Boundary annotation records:
— begin —

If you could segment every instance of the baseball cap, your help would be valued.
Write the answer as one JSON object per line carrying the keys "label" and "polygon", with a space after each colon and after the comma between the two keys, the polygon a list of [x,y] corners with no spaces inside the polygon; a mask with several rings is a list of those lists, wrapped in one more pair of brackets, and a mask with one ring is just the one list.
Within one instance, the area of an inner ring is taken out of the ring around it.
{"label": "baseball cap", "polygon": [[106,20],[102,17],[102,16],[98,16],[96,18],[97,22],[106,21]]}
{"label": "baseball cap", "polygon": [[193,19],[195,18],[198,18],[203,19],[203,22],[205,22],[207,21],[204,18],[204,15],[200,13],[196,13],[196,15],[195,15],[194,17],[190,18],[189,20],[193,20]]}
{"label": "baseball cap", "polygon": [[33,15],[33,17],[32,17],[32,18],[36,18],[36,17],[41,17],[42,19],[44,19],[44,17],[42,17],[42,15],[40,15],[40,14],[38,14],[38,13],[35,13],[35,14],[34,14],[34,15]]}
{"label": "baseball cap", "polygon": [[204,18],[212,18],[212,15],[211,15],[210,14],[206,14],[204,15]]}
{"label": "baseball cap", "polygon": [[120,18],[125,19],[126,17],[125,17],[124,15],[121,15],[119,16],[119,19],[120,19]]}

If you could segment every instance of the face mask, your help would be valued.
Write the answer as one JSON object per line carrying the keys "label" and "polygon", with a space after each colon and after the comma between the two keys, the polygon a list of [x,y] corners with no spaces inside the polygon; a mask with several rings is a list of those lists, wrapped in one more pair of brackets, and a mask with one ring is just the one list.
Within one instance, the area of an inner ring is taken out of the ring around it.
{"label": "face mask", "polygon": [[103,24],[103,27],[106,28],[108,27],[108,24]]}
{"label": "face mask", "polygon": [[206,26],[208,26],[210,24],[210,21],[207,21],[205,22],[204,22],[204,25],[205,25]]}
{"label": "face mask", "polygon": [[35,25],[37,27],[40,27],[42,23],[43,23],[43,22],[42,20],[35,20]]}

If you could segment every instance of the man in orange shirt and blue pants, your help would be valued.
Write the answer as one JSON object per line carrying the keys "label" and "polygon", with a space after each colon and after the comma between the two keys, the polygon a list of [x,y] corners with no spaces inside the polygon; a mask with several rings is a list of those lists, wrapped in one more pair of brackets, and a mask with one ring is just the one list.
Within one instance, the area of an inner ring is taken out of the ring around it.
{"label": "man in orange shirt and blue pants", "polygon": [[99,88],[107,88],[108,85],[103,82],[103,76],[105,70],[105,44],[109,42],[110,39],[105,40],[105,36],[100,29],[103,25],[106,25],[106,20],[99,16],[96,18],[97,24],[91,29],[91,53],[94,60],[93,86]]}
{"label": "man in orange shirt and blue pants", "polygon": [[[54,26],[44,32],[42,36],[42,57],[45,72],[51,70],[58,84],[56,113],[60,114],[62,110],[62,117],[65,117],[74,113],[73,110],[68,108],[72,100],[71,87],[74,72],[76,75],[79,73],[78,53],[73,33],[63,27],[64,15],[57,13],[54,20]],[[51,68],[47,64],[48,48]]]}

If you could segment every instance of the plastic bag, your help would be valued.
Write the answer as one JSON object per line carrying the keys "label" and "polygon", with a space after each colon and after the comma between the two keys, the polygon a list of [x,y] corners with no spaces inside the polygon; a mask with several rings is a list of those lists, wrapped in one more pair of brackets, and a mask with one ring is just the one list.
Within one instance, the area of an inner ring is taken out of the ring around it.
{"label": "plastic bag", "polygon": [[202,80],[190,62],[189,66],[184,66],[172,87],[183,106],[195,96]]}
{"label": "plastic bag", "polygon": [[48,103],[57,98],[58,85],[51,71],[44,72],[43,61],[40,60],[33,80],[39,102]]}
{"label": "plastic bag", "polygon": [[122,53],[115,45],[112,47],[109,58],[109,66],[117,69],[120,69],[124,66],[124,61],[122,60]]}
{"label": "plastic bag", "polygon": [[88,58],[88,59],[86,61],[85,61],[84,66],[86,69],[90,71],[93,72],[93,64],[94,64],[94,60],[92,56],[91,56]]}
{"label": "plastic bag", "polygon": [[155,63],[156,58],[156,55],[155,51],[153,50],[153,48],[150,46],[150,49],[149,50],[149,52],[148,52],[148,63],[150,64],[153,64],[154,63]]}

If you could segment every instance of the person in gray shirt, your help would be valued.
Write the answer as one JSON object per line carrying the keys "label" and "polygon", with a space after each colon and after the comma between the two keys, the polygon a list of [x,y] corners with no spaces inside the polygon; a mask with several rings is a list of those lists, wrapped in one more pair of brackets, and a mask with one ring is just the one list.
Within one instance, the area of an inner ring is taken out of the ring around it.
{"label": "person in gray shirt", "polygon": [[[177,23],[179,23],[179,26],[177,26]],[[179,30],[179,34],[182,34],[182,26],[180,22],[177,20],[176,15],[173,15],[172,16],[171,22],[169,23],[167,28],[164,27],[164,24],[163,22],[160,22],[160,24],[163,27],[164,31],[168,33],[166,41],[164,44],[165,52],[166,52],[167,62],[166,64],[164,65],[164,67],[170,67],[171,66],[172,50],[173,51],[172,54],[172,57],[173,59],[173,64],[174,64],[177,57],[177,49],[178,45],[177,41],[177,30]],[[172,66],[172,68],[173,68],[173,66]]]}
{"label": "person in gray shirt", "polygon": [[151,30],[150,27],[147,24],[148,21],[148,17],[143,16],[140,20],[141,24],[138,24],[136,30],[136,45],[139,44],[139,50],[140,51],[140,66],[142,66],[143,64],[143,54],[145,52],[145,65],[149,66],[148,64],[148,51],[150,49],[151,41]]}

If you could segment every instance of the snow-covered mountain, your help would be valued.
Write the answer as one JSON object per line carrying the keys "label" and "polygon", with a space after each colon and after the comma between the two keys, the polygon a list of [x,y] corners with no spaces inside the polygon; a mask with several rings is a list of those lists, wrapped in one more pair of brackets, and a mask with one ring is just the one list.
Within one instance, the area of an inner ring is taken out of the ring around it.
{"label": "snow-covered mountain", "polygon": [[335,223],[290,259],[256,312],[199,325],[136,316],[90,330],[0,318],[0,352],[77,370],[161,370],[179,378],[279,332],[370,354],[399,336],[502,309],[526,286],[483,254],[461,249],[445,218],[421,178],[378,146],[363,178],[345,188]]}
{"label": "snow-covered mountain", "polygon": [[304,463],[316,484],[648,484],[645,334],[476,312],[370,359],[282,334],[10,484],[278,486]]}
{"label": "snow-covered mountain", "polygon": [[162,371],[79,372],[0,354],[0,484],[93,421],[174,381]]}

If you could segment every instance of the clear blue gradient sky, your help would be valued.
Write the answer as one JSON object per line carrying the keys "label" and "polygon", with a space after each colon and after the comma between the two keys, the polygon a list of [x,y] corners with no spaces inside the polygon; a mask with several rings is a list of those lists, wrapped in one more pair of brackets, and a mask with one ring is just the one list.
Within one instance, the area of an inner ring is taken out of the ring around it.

— end —

◆ WHAT IS ASKED ◆
Recast every line of the records above as a numbered list, skipping the blank lines.

◆ SOLUTION FOR THIS TASK ◆
1. If you could segment every instance of the baseball cap, your help would be valued.
2. Write the answer as one JSON object per line carrying the keys "label" and "polygon", with a space after each colon and after the comma between the two keys, the polygon a list of [x,y] corners with no spaces inside the polygon; a mask with several rings is a list of those lists, wrapped in one more pair of brackets, and a mask with one ring is just the one list.
3. Within one instance, the area of an inner ring is taken out of the ring around it.
4. {"label": "baseball cap", "polygon": [[106,20],[102,17],[102,16],[98,16],[96,18],[97,22],[106,21]]}
5. {"label": "baseball cap", "polygon": [[193,19],[195,18],[198,18],[203,19],[203,22],[205,22],[207,21],[204,18],[204,15],[200,13],[196,13],[196,15],[195,15],[194,17],[190,18],[189,20],[193,20]]}
6. {"label": "baseball cap", "polygon": [[33,15],[33,17],[32,17],[32,18],[36,18],[36,17],[41,17],[42,19],[44,19],[44,17],[42,17],[42,15],[40,15],[40,14],[38,14],[38,13],[35,13],[35,14],[34,14],[34,15]]}
7. {"label": "baseball cap", "polygon": [[204,18],[212,18],[212,15],[211,15],[210,14],[206,14],[204,15]]}
8. {"label": "baseball cap", "polygon": [[120,18],[125,19],[126,17],[125,17],[124,15],[121,15],[119,16],[119,19],[120,19]]}
9. If you could segment every instance of the face mask, your help would be valued.
10. Write the answer as one JSON object per line carrying the keys "label" and "polygon", with a space after each colon and after the comma between the two keys, the polygon a list of [x,y] corners with no spaces inside the polygon; a mask with several rings is a list of those lists, wrapped in one more pair of brackets, and a mask with one ring is just the one list.
11. Within one instance, the area of an inner ring is taken out of the ring around it.
12. {"label": "face mask", "polygon": [[103,24],[103,27],[106,28],[108,27],[108,24]]}
13. {"label": "face mask", "polygon": [[206,26],[208,26],[210,24],[210,21],[207,21],[205,22],[204,22],[204,25],[205,25]]}
14. {"label": "face mask", "polygon": [[35,25],[37,27],[40,27],[42,23],[43,23],[43,22],[42,20],[35,20]]}
15. If you could segment every instance of the man in orange shirt and blue pants, your help would be valued.
16. Write the answer as one JSON object per line carrying the keys "label" and "polygon", with a space after each colon and after the comma between the two keys, the polygon a list of [x,y] corners with no spaces inside the polygon; a mask with several rings is a list of those lists, wrapped in one more pair of brackets, and a mask with one ring is just the one list.
17. Within one instance, the area of an inner ring is taken out of the ring around it.
18. {"label": "man in orange shirt and blue pants", "polygon": [[99,88],[107,88],[108,85],[103,82],[103,76],[105,70],[105,44],[109,42],[110,39],[105,40],[105,36],[100,29],[103,25],[106,25],[106,20],[99,16],[96,18],[97,24],[91,29],[91,53],[94,60],[93,86]]}
19. {"label": "man in orange shirt and blue pants", "polygon": [[[54,26],[44,32],[42,36],[42,57],[45,72],[51,70],[58,84],[56,113],[60,114],[62,110],[62,117],[65,117],[74,113],[73,110],[68,108],[72,100],[71,87],[74,72],[76,75],[79,73],[78,53],[73,33],[63,27],[64,15],[57,13],[54,20]],[[51,68],[47,64],[48,48]]]}
20. If you could segment every instance of the plastic bag, your help would be valued.
21. Write the answer as one JSON object per line carrying the keys "label" and "polygon", with a space after each colon and after the comma between the two keys, the polygon a list of [x,y] corners with no spaces inside the polygon; a mask with several rings is a list of those lists, wrapped in one more pair of brackets, and a mask with one ring is just the one list.
22. Within one instance, the area of an inner ring is taken out of the ring around it.
23. {"label": "plastic bag", "polygon": [[202,80],[190,62],[189,66],[184,66],[172,87],[183,106],[195,96]]}
24. {"label": "plastic bag", "polygon": [[48,103],[57,98],[58,85],[51,71],[44,72],[43,61],[40,60],[33,80],[39,102]]}
25. {"label": "plastic bag", "polygon": [[122,53],[115,45],[112,47],[109,58],[109,66],[117,69],[120,69],[124,66],[124,61],[122,60]]}
26. {"label": "plastic bag", "polygon": [[88,58],[88,59],[86,61],[85,61],[84,66],[86,69],[90,71],[93,72],[93,64],[94,64],[94,60],[92,56],[91,56]]}
27. {"label": "plastic bag", "polygon": [[155,63],[156,58],[156,55],[155,51],[153,50],[153,48],[150,46],[150,49],[149,50],[149,52],[148,52],[148,63],[150,64],[153,64],[154,63]]}
28. If you could segment every instance of the person in gray shirt, your help would be valued.
29. Write the answer as one JSON object per line carrying the keys "label" and "polygon", with a space after each colon and after the comma between the two keys, the polygon a list of [x,y] corners with no spaces inside the polygon; a mask with several rings is a list of those lists, wrapped in one more pair of brackets, and a mask with one ring is just the one list.
30. Within one instance, the area of an inner ring is taken out of the ring around it.
31. {"label": "person in gray shirt", "polygon": [[[177,23],[179,23],[179,26],[177,26]],[[179,30],[179,34],[182,34],[182,26],[180,22],[177,20],[176,15],[173,15],[172,16],[171,22],[169,23],[167,28],[164,27],[164,24],[163,22],[160,22],[160,24],[163,27],[164,31],[168,33],[166,41],[164,44],[165,52],[166,52],[167,62],[166,64],[164,65],[164,67],[170,67],[171,66],[172,50],[173,51],[172,54],[172,57],[173,59],[173,64],[174,64],[177,57],[177,49],[178,45],[177,41],[177,30]],[[172,66],[172,68],[173,68],[173,66]]]}
32. {"label": "person in gray shirt", "polygon": [[151,30],[150,27],[147,24],[148,21],[148,17],[143,16],[140,20],[141,24],[138,24],[136,30],[136,45],[139,44],[139,50],[140,51],[140,66],[142,66],[143,64],[143,54],[145,52],[145,65],[149,66],[148,64],[148,51],[150,49],[151,41]]}
33. If you could segment every instance of the snow-covered mountain, your help would be valued.
34. Write the answer as one JSON object per line carrying the keys "label" and "polygon", with a space after each colon and after the comma between the two keys, the polygon a list of [x,y] corners with no spaces inside the polygon; a mask with several rings is a list of those lists, wrapped in one more pair of brackets, and a mask with one ring is just the one list.
35. Within one instance, the area of an inner ring is taken out of the ring around it.
36. {"label": "snow-covered mountain", "polygon": [[335,223],[290,259],[256,312],[199,325],[136,316],[90,330],[0,318],[0,352],[77,370],[161,370],[179,378],[279,332],[370,354],[399,336],[502,309],[526,286],[483,254],[461,249],[445,218],[421,178],[378,146],[363,178],[345,188]]}
37. {"label": "snow-covered mountain", "polygon": [[304,463],[316,484],[648,484],[645,334],[476,312],[370,359],[282,334],[10,484],[278,486]]}
38. {"label": "snow-covered mountain", "polygon": [[162,371],[79,372],[0,354],[0,484],[93,421],[174,381]]}
39. If you could segment every instance of the clear blue gradient sky, your help would be valued.
40. Write the answer as one JSON object per line carrying the keys "label" and "polygon", with a space after each colon and after the comma between the two keys, the polygon a list of [x,y] corners with no spaces inside the polygon; a mask with several rings is a list of those lists, wrapped in one more pair of brackets, and a mask with one ring is just the one list.
41. Within one instance, the area of an inner ring is taken out of the ring around it.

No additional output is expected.